## WHAT THE TASK REQUIRES
Write out the material below exactly, with no line missing.

───

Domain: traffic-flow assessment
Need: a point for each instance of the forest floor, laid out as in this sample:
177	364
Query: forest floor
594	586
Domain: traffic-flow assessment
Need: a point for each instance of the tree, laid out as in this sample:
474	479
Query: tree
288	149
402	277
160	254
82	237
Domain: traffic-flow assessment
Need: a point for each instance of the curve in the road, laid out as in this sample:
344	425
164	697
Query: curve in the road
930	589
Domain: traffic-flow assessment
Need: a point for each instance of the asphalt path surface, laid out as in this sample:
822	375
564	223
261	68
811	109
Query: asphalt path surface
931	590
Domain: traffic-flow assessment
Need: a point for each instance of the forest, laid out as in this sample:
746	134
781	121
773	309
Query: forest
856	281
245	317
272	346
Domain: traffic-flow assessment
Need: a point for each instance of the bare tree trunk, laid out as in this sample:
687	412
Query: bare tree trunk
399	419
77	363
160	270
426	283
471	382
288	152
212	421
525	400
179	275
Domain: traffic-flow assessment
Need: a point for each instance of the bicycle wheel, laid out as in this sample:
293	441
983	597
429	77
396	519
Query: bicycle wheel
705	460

───

## TASK ANSWER
Domain: traffic-flow assessment
Need: a point for each instance of the forest floor, laid out as in this sample:
177	364
Query: forest floor
594	586
Domain: traffic-flow assessment
Need: a point for each instance of the tree, laid out as in this sample:
474	479
Query: tree
288	149
402	277
160	254
82	237
Domain: traffic-flow assessment
Need: a point for each instance of the curve in the road, laid out as in this sample:
344	425
164	697
Query: curve in the road
930	589
Domain: traffic-flow assessment
Need: a point for each instance of the asphalt path surface, laid out as in this sample:
822	375
564	223
261	68
811	109
Query: asphalt path surface
931	590
Domain: traffic-flow assessment
Need: a point for each instance of the forest, laid out as in this sample:
746	134
781	121
773	309
Query: forest
856	281
245	317
272	346
Domain: traffic-flow assessment
Need: a point for each instance of the bare tree trunk, laid out as in this sample:
687	412
Query: bare tree trunk
399	419
77	363
160	270
426	283
471	382
288	152
212	421
525	400
179	275
Domain: traffic-flow assessment
Need: a point for each instance of the bicycle wheel, laid out as in this sample:
293	441
983	597
429	77
396	519
Query: bicycle wheel
705	460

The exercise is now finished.